■ WHAT IS NEEDED ■
Print the listing as it stands, omitting all images.

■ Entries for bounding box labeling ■
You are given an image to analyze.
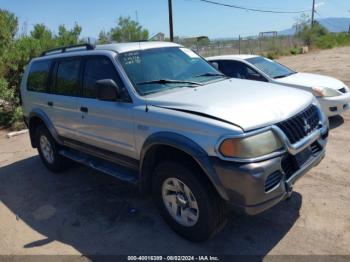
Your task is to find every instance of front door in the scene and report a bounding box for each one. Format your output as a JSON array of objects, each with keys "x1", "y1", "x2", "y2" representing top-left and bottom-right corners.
[{"x1": 77, "y1": 56, "x2": 136, "y2": 160}]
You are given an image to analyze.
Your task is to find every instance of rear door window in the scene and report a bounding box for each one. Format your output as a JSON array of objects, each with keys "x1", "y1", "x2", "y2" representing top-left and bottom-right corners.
[
  {"x1": 83, "y1": 56, "x2": 121, "y2": 98},
  {"x1": 27, "y1": 60, "x2": 51, "y2": 92},
  {"x1": 54, "y1": 58, "x2": 81, "y2": 96}
]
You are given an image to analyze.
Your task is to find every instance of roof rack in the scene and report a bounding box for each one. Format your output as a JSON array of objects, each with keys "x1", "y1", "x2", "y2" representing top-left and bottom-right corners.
[{"x1": 41, "y1": 43, "x2": 96, "y2": 56}]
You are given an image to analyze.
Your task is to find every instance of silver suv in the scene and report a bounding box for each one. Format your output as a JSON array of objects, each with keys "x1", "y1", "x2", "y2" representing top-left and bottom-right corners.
[{"x1": 21, "y1": 42, "x2": 328, "y2": 241}]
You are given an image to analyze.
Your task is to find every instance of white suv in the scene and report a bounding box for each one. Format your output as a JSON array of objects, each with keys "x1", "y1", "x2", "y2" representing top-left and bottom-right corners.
[{"x1": 21, "y1": 42, "x2": 328, "y2": 241}]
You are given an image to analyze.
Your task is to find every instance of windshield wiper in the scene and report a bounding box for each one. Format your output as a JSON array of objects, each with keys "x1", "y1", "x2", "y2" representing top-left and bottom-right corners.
[
  {"x1": 274, "y1": 72, "x2": 295, "y2": 79},
  {"x1": 137, "y1": 79, "x2": 203, "y2": 86},
  {"x1": 196, "y1": 72, "x2": 227, "y2": 77}
]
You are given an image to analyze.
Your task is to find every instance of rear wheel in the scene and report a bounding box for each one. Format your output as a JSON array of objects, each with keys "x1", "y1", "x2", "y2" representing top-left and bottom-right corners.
[
  {"x1": 153, "y1": 162, "x2": 227, "y2": 241},
  {"x1": 36, "y1": 125, "x2": 67, "y2": 172}
]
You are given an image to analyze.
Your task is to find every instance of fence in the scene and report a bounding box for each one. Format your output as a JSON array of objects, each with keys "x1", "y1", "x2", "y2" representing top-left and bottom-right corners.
[{"x1": 180, "y1": 36, "x2": 303, "y2": 57}]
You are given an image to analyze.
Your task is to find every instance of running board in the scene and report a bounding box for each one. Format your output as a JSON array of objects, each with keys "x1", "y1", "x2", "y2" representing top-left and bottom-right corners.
[{"x1": 59, "y1": 149, "x2": 138, "y2": 184}]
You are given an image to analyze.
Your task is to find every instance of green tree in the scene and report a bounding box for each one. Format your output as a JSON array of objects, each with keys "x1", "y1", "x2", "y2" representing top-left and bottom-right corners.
[
  {"x1": 55, "y1": 23, "x2": 82, "y2": 46},
  {"x1": 109, "y1": 17, "x2": 149, "y2": 42},
  {"x1": 296, "y1": 15, "x2": 329, "y2": 47},
  {"x1": 30, "y1": 24, "x2": 56, "y2": 50}
]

■ COMPLETED TASK ■
You are given an image to analyze.
Your task is to find every instance of front door in the scene and report a bounding box for each one. Format your output as a JSON array of objects, each with keys "x1", "y1", "x2", "y2" representing top-left and bottom-right corners.
[{"x1": 77, "y1": 56, "x2": 136, "y2": 160}]
You are given an image to analyze.
Your task is to find every instance of rear door window in the scene and report a bounding box for each one. Format your output as a JSON array of objects, each with keys "x1", "y1", "x2", "y2" representing top-left and bottom-right corners.
[
  {"x1": 83, "y1": 56, "x2": 121, "y2": 98},
  {"x1": 27, "y1": 60, "x2": 51, "y2": 92},
  {"x1": 54, "y1": 58, "x2": 81, "y2": 96}
]
You are given an image to analyze.
Your task is to find every instance of roof rack in the scene and report a bounding box for each one. Format your output as a JSON array of objects, each with keys "x1", "y1", "x2", "y2" representing top-left and bottom-right corners.
[{"x1": 41, "y1": 43, "x2": 96, "y2": 56}]
You are given an image to analyze.
Your task is to find every instance of silver suv in the scene and report a bounding box for each one. Format your output as a JSON array of objects, each with keys "x1", "y1", "x2", "y2" representing top-left and bottom-right corners.
[{"x1": 21, "y1": 42, "x2": 328, "y2": 241}]
You are given an image to analyze.
Your task is to find every instance of white suv in the scene and report a bounding box for each one. Format your output as a JSON array of objects, each with keys "x1", "y1", "x2", "y2" representing top-left and bottom-right corners.
[{"x1": 21, "y1": 42, "x2": 328, "y2": 241}]
You are given an image to analyze.
Your task is to find every instance of windshield wiper in the scene and report a bounding box for each one. Format your output as a JSON array of objects, each with keys "x1", "y1", "x2", "y2" representing top-left and bottom-right corners.
[
  {"x1": 274, "y1": 72, "x2": 295, "y2": 79},
  {"x1": 137, "y1": 79, "x2": 203, "y2": 86},
  {"x1": 196, "y1": 72, "x2": 227, "y2": 77}
]
You are given an image to analyze.
Your task is to find every instance of rear wheel in the scene and report a bounding box for each one. Format your output as a JSON array of objects, each with keys "x1", "y1", "x2", "y2" representing top-left and bottom-right corners.
[
  {"x1": 153, "y1": 162, "x2": 227, "y2": 241},
  {"x1": 36, "y1": 125, "x2": 67, "y2": 172}
]
You are given an image to analyze.
Your task is to find every instance of fence in the scene and report a bounding box for each one. Format your output as a JSON array of objects, each with keys "x1", "y1", "x2", "y2" representing top-left and bottom-right corners.
[{"x1": 180, "y1": 36, "x2": 303, "y2": 57}]
You are given an image to analyze.
Your task is to find every instance of running board in the scene and report a bounding box for each one. Format your output as a JSON array of objects, each with keys "x1", "y1", "x2", "y2" representing top-left and bottom-right corners.
[{"x1": 59, "y1": 149, "x2": 138, "y2": 184}]
You are given an image to analyze.
Your task is to find every instance of green tree in the scene and report a bounding box for each one. Format your output as a JSON array of objects, each with keys "x1", "y1", "x2", "y2" representing top-left and bottom-right corners.
[
  {"x1": 55, "y1": 23, "x2": 82, "y2": 46},
  {"x1": 109, "y1": 17, "x2": 149, "y2": 42},
  {"x1": 296, "y1": 15, "x2": 329, "y2": 47},
  {"x1": 30, "y1": 24, "x2": 56, "y2": 50}
]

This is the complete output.